Passage given:
Build Log: Mini Network Rack Mk III
I’ve had my network rack for a couple years now, really about a year in its current configuration and I’ve been wanting to revisit it to address some concerns and annoyances. Since taking everything apart and would be a pain, I wanted to wait until I had a few other upgrades before I went down that road. I’ll cover the networking/technical updates in a future post, but for now, this post will cover the DIY angle of the network rack rebuild.
Before embarking on an upgrade/rebuild, I wanted to highlight my top three favorite features of the Mk II rack
All of the connections were self-documenting: by using CordIDs, I can unplug any and all of my cables and know at glance which device and which port (on the patch panel) it should be plugged into.
Almost all of the components have individual (analog) power switches associated with them. Being able to manually power down elements of your network is incredibly handy if you’re dealing with a power outage scenario (and need to cut the power footprint to maximize UPS runtime) and it’s also way faster to just walk up to a device and toggle the power switch versus logging into a management interface and telling the device to reboot
The steel side panels allowed me to magnetically attach everything to the rack (both on the inside and outside surfaces). The top-plate is also magnetically attached, so it’s super easy to pop the top off and I can then snake around inside the rack
Of course it’s not without some downsides.
I had some doubts about the stability of using a washing-machine mobile base to support everything on a very sloped floor. Specifically, I was concerned about flexing on the base plate
I really, really hate the second PDU I added to the rack. On a day-to-day basis, it bothered the hell out of me seeing the 1.25U PDU which then reminded me of the dumb design where rack-mounting was clearly an afterthought.

[Records from an annotation dataset]
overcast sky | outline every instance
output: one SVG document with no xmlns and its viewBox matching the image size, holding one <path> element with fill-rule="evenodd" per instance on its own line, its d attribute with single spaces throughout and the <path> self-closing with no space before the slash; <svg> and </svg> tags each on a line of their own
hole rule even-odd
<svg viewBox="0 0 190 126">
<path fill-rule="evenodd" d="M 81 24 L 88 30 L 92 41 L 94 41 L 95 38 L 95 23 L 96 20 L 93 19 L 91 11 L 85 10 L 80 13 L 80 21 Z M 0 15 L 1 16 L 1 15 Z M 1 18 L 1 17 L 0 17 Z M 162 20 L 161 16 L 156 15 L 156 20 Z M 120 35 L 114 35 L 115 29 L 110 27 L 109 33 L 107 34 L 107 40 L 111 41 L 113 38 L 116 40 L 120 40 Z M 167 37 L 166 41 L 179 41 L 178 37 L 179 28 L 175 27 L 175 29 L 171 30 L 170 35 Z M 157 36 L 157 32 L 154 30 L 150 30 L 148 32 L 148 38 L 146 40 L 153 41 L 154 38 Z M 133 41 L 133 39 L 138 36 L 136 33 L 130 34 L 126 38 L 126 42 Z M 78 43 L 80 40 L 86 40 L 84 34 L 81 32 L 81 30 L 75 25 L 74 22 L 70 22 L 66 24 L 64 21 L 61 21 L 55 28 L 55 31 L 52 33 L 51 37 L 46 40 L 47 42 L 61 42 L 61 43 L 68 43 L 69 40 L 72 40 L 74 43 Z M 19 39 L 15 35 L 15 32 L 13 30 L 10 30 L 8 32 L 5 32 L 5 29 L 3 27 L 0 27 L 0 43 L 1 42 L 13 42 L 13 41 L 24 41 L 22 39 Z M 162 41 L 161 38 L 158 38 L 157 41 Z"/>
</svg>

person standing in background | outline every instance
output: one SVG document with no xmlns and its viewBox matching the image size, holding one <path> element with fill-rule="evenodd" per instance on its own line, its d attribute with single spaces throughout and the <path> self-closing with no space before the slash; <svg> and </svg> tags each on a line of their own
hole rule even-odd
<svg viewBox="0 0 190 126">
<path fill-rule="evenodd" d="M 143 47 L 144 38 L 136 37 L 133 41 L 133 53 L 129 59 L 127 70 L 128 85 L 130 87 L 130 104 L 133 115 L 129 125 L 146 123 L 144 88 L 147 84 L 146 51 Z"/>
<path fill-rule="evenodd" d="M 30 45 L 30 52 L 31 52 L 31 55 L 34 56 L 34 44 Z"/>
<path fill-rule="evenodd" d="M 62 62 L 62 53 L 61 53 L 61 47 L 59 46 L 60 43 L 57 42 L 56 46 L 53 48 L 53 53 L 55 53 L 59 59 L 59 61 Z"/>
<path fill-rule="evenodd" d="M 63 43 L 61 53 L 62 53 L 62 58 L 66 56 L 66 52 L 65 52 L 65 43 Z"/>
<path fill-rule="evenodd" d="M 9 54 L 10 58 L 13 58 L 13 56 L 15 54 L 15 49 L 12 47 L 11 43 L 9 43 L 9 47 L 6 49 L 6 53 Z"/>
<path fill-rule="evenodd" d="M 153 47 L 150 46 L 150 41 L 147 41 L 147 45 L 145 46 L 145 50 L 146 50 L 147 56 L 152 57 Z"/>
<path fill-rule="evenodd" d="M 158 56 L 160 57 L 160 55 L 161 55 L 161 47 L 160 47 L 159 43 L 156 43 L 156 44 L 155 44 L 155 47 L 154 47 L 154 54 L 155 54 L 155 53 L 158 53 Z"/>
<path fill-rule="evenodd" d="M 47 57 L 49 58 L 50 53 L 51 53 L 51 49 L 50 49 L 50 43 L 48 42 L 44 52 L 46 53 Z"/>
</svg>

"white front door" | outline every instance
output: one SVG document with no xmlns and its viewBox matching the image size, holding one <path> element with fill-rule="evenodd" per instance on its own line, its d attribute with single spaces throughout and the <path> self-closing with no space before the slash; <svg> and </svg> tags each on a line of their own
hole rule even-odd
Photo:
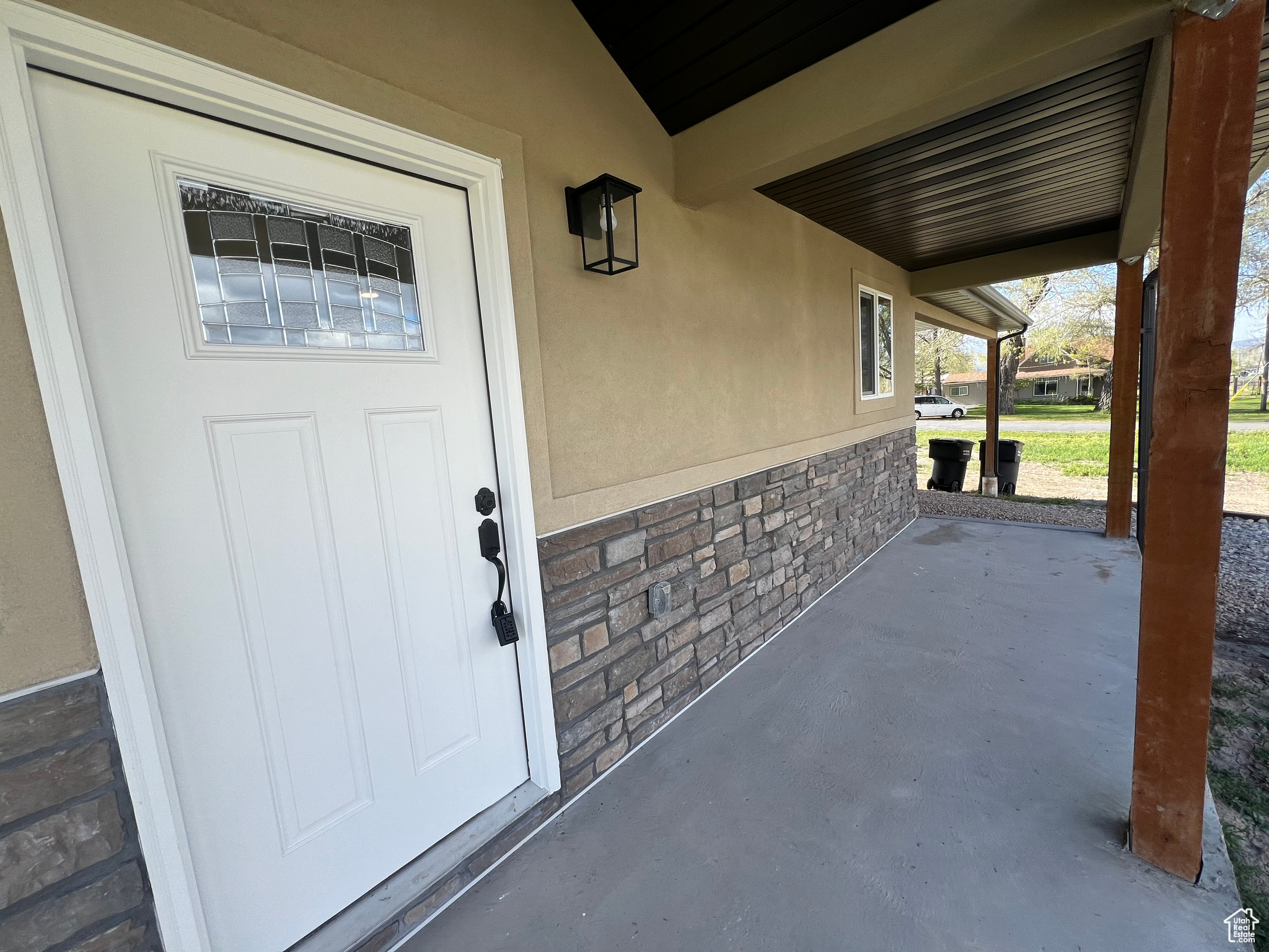
<svg viewBox="0 0 1269 952">
<path fill-rule="evenodd" d="M 466 193 L 32 85 L 207 929 L 279 952 L 528 777 Z"/>
</svg>

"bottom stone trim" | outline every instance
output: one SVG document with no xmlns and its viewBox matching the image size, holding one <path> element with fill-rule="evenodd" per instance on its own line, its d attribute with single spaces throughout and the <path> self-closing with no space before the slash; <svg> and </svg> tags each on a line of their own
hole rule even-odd
<svg viewBox="0 0 1269 952">
<path fill-rule="evenodd" d="M 907 428 L 539 539 L 565 800 L 915 517 Z"/>
<path fill-rule="evenodd" d="M 0 704 L 0 948 L 161 948 L 99 675 Z"/>
</svg>

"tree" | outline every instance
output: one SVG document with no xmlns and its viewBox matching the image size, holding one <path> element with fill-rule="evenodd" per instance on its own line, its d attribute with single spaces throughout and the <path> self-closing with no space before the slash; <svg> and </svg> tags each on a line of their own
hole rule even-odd
<svg viewBox="0 0 1269 952">
<path fill-rule="evenodd" d="M 1269 396 L 1269 175 L 1247 193 L 1242 213 L 1242 254 L 1239 259 L 1239 310 L 1265 306 L 1265 340 L 1260 357 L 1260 409 Z"/>
<path fill-rule="evenodd" d="M 1110 382 L 1114 373 L 1114 297 L 1115 268 L 1099 265 L 1081 268 L 1060 274 L 1046 274 L 1038 278 L 1024 278 L 1001 284 L 1005 293 L 1018 308 L 1032 319 L 1027 331 L 1025 349 L 1038 357 L 1052 357 L 1058 360 L 1075 360 L 1093 371 L 1103 368 L 1101 396 L 1098 409 L 1110 407 Z M 1023 338 L 1016 338 L 1013 348 L 1006 345 L 1008 366 L 1010 367 L 1010 388 L 1005 391 L 1005 359 L 1001 360 L 1001 413 L 1011 411 L 1013 382 L 1016 378 L 1018 362 L 1022 359 Z M 1003 354 L 1004 358 L 1004 354 Z M 1009 393 L 1009 397 L 1005 393 Z M 1005 404 L 1009 401 L 1010 410 Z"/>
<path fill-rule="evenodd" d="M 943 396 L 943 376 L 973 369 L 973 354 L 966 347 L 964 334 L 920 325 L 916 333 L 916 386 L 933 387 Z"/>
<path fill-rule="evenodd" d="M 1028 317 L 1033 317 L 1041 305 L 1053 294 L 1053 275 L 1042 274 L 1036 278 L 1010 281 L 1008 284 L 1001 284 L 999 291 L 1010 298 L 1019 311 Z M 1018 390 L 1018 364 L 1022 363 L 1023 354 L 1027 350 L 1027 338 L 1034 329 L 1036 325 L 1032 325 L 1027 334 L 1020 334 L 1011 340 L 1006 340 L 1000 349 L 1000 378 L 996 399 L 1001 414 L 1011 414 L 1015 410 L 1014 396 Z"/>
</svg>

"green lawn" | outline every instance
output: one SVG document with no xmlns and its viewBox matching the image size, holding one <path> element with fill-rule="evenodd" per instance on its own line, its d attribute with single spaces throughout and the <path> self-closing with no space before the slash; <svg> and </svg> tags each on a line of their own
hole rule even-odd
<svg viewBox="0 0 1269 952">
<path fill-rule="evenodd" d="M 1008 418 L 1003 418 L 1008 419 Z M 924 451 L 926 440 L 934 438 L 967 439 L 978 434 L 964 430 L 921 430 L 917 443 Z M 1010 433 L 1001 428 L 1001 439 L 1020 439 L 1025 443 L 1023 459 L 1033 463 L 1051 463 L 1062 470 L 1063 476 L 1107 475 L 1110 458 L 1109 433 Z M 977 451 L 975 451 L 977 456 Z M 1269 472 L 1269 432 L 1231 433 L 1230 448 L 1226 456 L 1226 468 L 1230 472 Z"/>
<path fill-rule="evenodd" d="M 1269 420 L 1269 413 L 1260 413 L 1260 395 L 1249 393 L 1230 401 L 1231 420 Z"/>
</svg>

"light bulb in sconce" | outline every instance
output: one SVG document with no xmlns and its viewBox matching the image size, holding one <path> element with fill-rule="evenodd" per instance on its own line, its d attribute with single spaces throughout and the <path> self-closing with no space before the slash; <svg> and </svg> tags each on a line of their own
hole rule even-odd
<svg viewBox="0 0 1269 952">
<path fill-rule="evenodd" d="M 599 230 L 608 231 L 612 228 L 617 231 L 617 215 L 613 212 L 613 207 L 608 203 L 607 198 L 599 199 Z"/>
</svg>

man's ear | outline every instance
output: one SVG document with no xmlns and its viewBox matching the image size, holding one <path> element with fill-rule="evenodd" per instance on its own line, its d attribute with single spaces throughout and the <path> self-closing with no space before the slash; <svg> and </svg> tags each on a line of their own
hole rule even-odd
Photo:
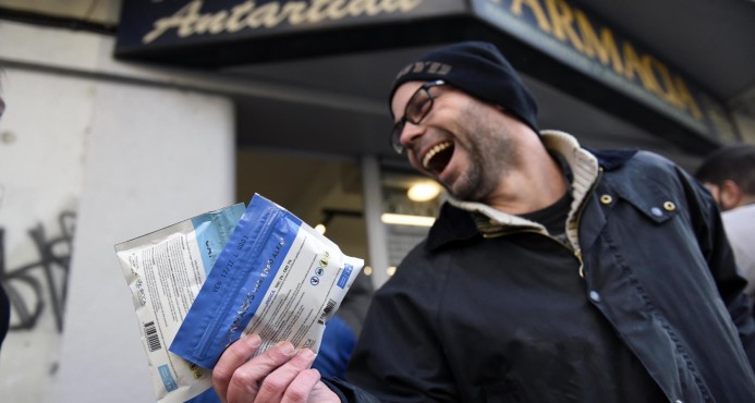
<svg viewBox="0 0 755 403">
<path fill-rule="evenodd" d="M 719 188 L 719 203 L 721 205 L 721 210 L 731 210 L 734 207 L 739 207 L 742 203 L 742 190 L 732 180 L 726 180 L 721 183 Z"/>
</svg>

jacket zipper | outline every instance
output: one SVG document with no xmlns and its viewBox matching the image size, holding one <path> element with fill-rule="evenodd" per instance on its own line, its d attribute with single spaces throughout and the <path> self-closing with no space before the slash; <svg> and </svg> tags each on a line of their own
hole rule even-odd
<svg viewBox="0 0 755 403">
<path fill-rule="evenodd" d="M 594 192 L 595 188 L 598 186 L 598 183 L 600 182 L 600 179 L 602 178 L 602 167 L 598 167 L 598 178 L 595 179 L 595 182 L 593 182 L 593 185 L 589 186 L 589 190 L 585 194 L 585 199 L 582 200 L 582 204 L 580 205 L 580 209 L 576 212 L 576 228 L 579 232 L 580 224 L 582 223 L 582 215 L 585 212 L 585 208 L 587 208 L 587 197 L 589 197 Z M 574 249 L 574 257 L 580 261 L 580 278 L 584 280 L 585 278 L 585 261 L 582 258 L 582 246 L 580 246 L 580 240 L 579 240 L 579 234 L 577 234 L 577 248 Z"/>
<path fill-rule="evenodd" d="M 602 178 L 602 167 L 599 167 L 598 168 L 598 178 L 595 179 L 595 182 L 593 182 L 593 185 L 587 191 L 587 193 L 586 193 L 587 197 L 595 192 L 595 188 L 597 187 L 598 182 L 600 182 L 601 178 Z M 577 216 L 576 216 L 576 227 L 577 228 L 580 228 L 580 223 L 582 222 L 582 215 L 584 213 L 586 206 L 587 206 L 587 199 L 585 198 L 585 200 L 583 200 L 582 205 L 580 205 L 580 209 L 577 210 Z M 548 233 L 543 233 L 541 231 L 536 231 L 536 230 L 522 230 L 522 229 L 517 229 L 517 230 L 513 230 L 513 231 L 499 231 L 499 232 L 495 232 L 495 233 L 483 233 L 483 237 L 492 239 L 492 237 L 499 237 L 499 236 L 511 235 L 511 234 L 523 233 L 523 232 L 531 232 L 531 233 L 540 234 L 545 237 L 548 237 L 548 239 L 557 242 L 559 245 L 565 247 L 569 251 L 569 253 L 571 253 L 576 258 L 576 260 L 580 262 L 580 270 L 577 271 L 577 273 L 580 274 L 580 278 L 581 279 L 585 278 L 585 270 L 584 270 L 585 269 L 585 262 L 582 258 L 582 248 L 581 247 L 577 247 L 577 248 L 572 247 L 571 242 L 569 244 L 564 244 L 563 242 L 559 241 L 558 239 L 551 236 Z M 577 246 L 579 246 L 579 243 L 577 243 Z"/>
</svg>

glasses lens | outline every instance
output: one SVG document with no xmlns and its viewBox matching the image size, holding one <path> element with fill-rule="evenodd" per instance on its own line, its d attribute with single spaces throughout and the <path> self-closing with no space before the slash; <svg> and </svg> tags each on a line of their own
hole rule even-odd
<svg viewBox="0 0 755 403">
<path fill-rule="evenodd" d="M 406 103 L 406 109 L 404 110 L 404 117 L 401 118 L 395 124 L 393 124 L 393 130 L 391 132 L 391 146 L 398 154 L 403 154 L 405 148 L 401 144 L 401 133 L 404 131 L 404 125 L 406 122 L 412 124 L 419 124 L 427 113 L 433 109 L 433 96 L 430 95 L 430 88 L 443 85 L 442 81 L 436 81 L 431 83 L 426 83 L 412 95 L 409 102 Z"/>
<path fill-rule="evenodd" d="M 393 125 L 393 131 L 391 132 L 391 147 L 398 154 L 404 152 L 404 145 L 401 144 L 401 132 L 404 131 L 405 119 L 402 119 Z"/>
<path fill-rule="evenodd" d="M 413 124 L 419 124 L 431 108 L 433 97 L 430 97 L 427 87 L 422 87 L 414 94 L 406 106 L 406 120 Z"/>
</svg>

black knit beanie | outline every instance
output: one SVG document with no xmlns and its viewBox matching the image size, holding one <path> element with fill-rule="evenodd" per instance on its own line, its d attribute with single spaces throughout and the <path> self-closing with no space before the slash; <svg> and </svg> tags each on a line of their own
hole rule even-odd
<svg viewBox="0 0 755 403">
<path fill-rule="evenodd" d="M 537 129 L 537 102 L 516 71 L 492 44 L 466 41 L 439 48 L 402 69 L 388 97 L 406 82 L 442 80 L 485 102 L 497 105 Z"/>
</svg>

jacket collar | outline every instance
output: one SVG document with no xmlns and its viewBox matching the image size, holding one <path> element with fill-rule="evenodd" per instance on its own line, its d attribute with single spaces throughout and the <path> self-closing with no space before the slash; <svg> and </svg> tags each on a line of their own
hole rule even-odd
<svg viewBox="0 0 755 403">
<path fill-rule="evenodd" d="M 569 213 L 569 239 L 576 242 L 576 211 L 597 181 L 599 169 L 612 171 L 634 156 L 636 150 L 589 151 L 573 136 L 559 131 L 540 132 L 548 150 L 560 155 L 572 172 L 570 190 L 574 202 Z M 509 215 L 476 202 L 464 202 L 449 196 L 427 236 L 425 248 L 435 251 L 449 243 L 464 242 L 509 230 L 529 229 L 546 233 L 545 228 L 522 217 Z"/>
</svg>

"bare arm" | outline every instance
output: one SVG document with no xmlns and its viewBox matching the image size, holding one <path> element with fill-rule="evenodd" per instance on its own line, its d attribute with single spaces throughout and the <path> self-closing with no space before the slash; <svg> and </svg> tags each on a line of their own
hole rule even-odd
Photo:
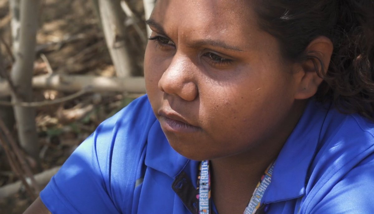
<svg viewBox="0 0 374 214">
<path fill-rule="evenodd" d="M 23 214 L 51 214 L 51 213 L 46 207 L 40 198 L 38 197 Z"/>
</svg>

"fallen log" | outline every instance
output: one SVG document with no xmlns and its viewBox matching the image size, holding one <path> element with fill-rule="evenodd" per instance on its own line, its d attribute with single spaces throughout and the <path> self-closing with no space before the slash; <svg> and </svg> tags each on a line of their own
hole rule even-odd
<svg viewBox="0 0 374 214">
<path fill-rule="evenodd" d="M 50 178 L 59 169 L 61 166 L 56 166 L 50 169 L 44 171 L 34 176 L 36 183 L 40 186 L 46 184 Z M 17 193 L 22 187 L 23 184 L 21 181 L 0 187 L 0 198 L 6 198 Z"/>
<path fill-rule="evenodd" d="M 130 93 L 145 93 L 144 77 L 108 77 L 90 75 L 46 74 L 34 77 L 33 88 L 39 89 L 52 89 L 64 92 L 74 92 L 89 88 L 98 93 L 127 92 Z M 0 81 L 0 97 L 10 94 L 8 83 Z"/>
</svg>

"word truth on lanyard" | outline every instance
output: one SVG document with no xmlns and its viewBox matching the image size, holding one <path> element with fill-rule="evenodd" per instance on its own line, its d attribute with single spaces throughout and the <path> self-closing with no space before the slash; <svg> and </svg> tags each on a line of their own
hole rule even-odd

Tasks to complete:
• 1. Please rewrite the build log paragraph beginning "Almost all of the components" as a short bulleted list that keeps its main facts.
• 2. Carry the build log about the network rack forward from its final sentence, going on with the downsides of the Mk II rack.

Answers to the exercises:
• 1.
- Almost every component has its own analog power switch.
- During a power outage, devices can be shut off by hand to lower power draw and stretch UPS runtime.
- Flipping a device's switch is much faster than logging into a management interface to reboot it.

• 2.
So all of my cables are connected to the patch panel through the back side (like they would be in a traditional rack). But as I use this more as a cart, this is problematic: [1] anytime I want to swap something out, I have to snake my hands around on the inside to disconnect the device and [2] if I want to disconnect the entire cart, I have to take everything apart for the same reason
I had three broad considerations I wanted to keep in mind for the new cart:
Redo the base to remove any concern about sagging or flexing in the base plate
Try to keep the overall height of the network rack down if I can - I park the network cart in front of a cabinet with the breaker panel and it would be fantastic to be able to access the breaker panel without having to move the cart
Make room for two UPS units and where possible, consider any room for a future NAS unit
I really liked the idea of Option 2 but it would definitely make connecting the network elements together tricky — even if I punched a hole through the two sides connecting them. I ultimately went with Option 3 because I wasn’t sold on being able to fit everything I wanted now (and in the future) into a small rack.
The big change would be adding rear-facing patch panels and permanently connecting them to the front-facing patch panels. This way, I don’t have to snake around inside the rack whenever I want to remove a device. It turns the back side of the network rack into a dock.
The previous base was a panel of 1/2” plywood that I ‘kind of’ clamped onto an adjustable base and while I don’t have any overt reason not to trust it, over time, I just ‘had a feeling’ that due to the uncentered weight was causing the wood to deflect and eventually result in tears.
To replace this, I had a universal tool base that I’ve had kicking around for a long time (and truthfully, have been tripping over). To try and get ahead of deflection, I opted to make give the base a bit of a torsion-box. Being designed as a mobile base for heavy workshop tools, it was easy to bolt this platform to the base.
For actually bolting the platform to the mobile base, I used 2” machine screws and star knobs. At some point down the road, I may swap them out for a pair of nuts but for now, the star knobs are great for being able to quickly get the board on and off.
I laminated some 3/4 ply together to make some side panels; the idea is that the side panels of the rack will rest on these, transferring weight to the base. I connected a couple quick stretchers to keep the two panes coplanar. During test fitting, I realized that one of the braces blocked the power cord for the UPS so I drilled some access holes to be able to feed the plug through it.
One of tricky things of the old base is there was no easy spot to grab anything in order to move the cart. I wanted something I use to maneuver the cart around. I was going with a pair of wall-mount racks and wanted a solid, physical way to transfer the weight load to the ground — I am not going solely rely on anchoring the racks to my vertical back posts — I would prefer to use that more for ‘alignment’.
I raided the scrap bin to get some plywood to make a ‘bushing’ to separate the two racks - yet provide a continuous, solid contact surface to transfer weight down.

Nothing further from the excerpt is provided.